== Given passage ==

----------------

Note: since this package was initially proposed for modelling consumer choices, attribute names of ChoiceDataset are borrowed from the consumer choice literature.

Note: PyTorch uses the term tensor to denote high dimensional matrices, we will be using tensor and matrix interchangeably.

After walking through this tutorial, you should be abel to initiate a ChoiceDataset object as the following and use it to manage data.

dataset = ChoiceDataset(
    # pre-specified keywords of __init__
    item_index=item_index,  # required.
    # optional:
    user_index=user_index,
    session_index=session_index,
    item_availability=item_availability,
    # additional keywords of __init__
    user_obs=user_obs,
    item_obs=item_obs,
    session_obs=session_obs,
    price_obs=price_obs)

Observables

Observables are tensors with specific shapes, we classify observables into four categories based on their variations.

Basic Usage

Optionally, the researcher can incorporate observables of, for example, users and items. Currently, the package support the following types of observables, where \(K_{...}\) denote the number of observables.

  1. user_obs \(\in \mathbb{R}^{U\times K_{user}}\): user observables such as user age.
  2. item_obs \(\in \mathbb{R}^{I\times K_{item}}\): item observables such as item quality.
  3. session_obs \(\in \mathbb{R}^{S \times K_{session}}\): session observable such as whether the purchase was made on weekdays.
  4. price_obs \(\in \mathbb{R}^{S \times I \times K_{price}}\), price observables are values depending on both session and item such as the price of item.

The researcher should supply them with as appropriate keyword arguments while constructing the ChoiceDataset object.

(Optional) Advanced Usage: Additional Observables

In some cases, the researcher have multiple sets of user (or item, or session, or price) observables, say user income (a scalar variable) and user market membership. The user income a matrix in \(\mathbb{R}^{U\times 1}\). Further, suppose there are four types of market membership: no-membership, silver-membership, gold-membership, and diamond-membership. The user market membership is a binary matrix in \(\{0, 1\}^{U\times 4}\) if we one-hot encode users' membership status.

----------------

(Region annotation listing)
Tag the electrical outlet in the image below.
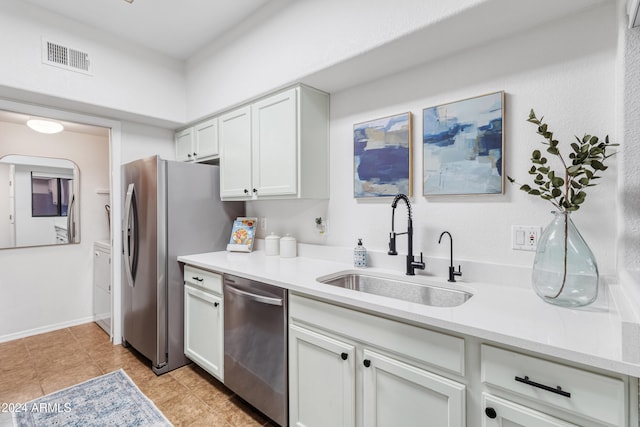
[511,225,542,251]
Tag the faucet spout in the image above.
[387,194,425,276]
[438,231,462,282]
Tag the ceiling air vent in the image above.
[42,39,91,74]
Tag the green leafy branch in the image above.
[507,109,619,212]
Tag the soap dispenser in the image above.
[353,239,367,267]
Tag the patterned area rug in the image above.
[14,369,171,427]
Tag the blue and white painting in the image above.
[353,113,411,197]
[422,92,504,196]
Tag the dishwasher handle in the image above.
[226,283,282,306]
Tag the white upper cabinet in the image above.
[219,106,252,199]
[175,117,219,162]
[194,117,219,160]
[251,89,298,196]
[175,127,195,162]
[219,86,329,200]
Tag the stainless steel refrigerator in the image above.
[122,156,244,375]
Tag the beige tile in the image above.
[218,396,269,427]
[0,323,262,427]
[39,365,102,394]
[188,411,233,427]
[190,382,233,409]
[170,363,221,389]
[136,374,189,405]
[23,329,75,352]
[0,378,44,403]
[156,394,210,427]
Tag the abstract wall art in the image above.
[353,113,412,198]
[422,91,504,196]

----------------

== Given task ==
According to the ChoiceDataset tutorial, what do the values of price observables depend on?

== Correct answer ==
They depend on both session and item.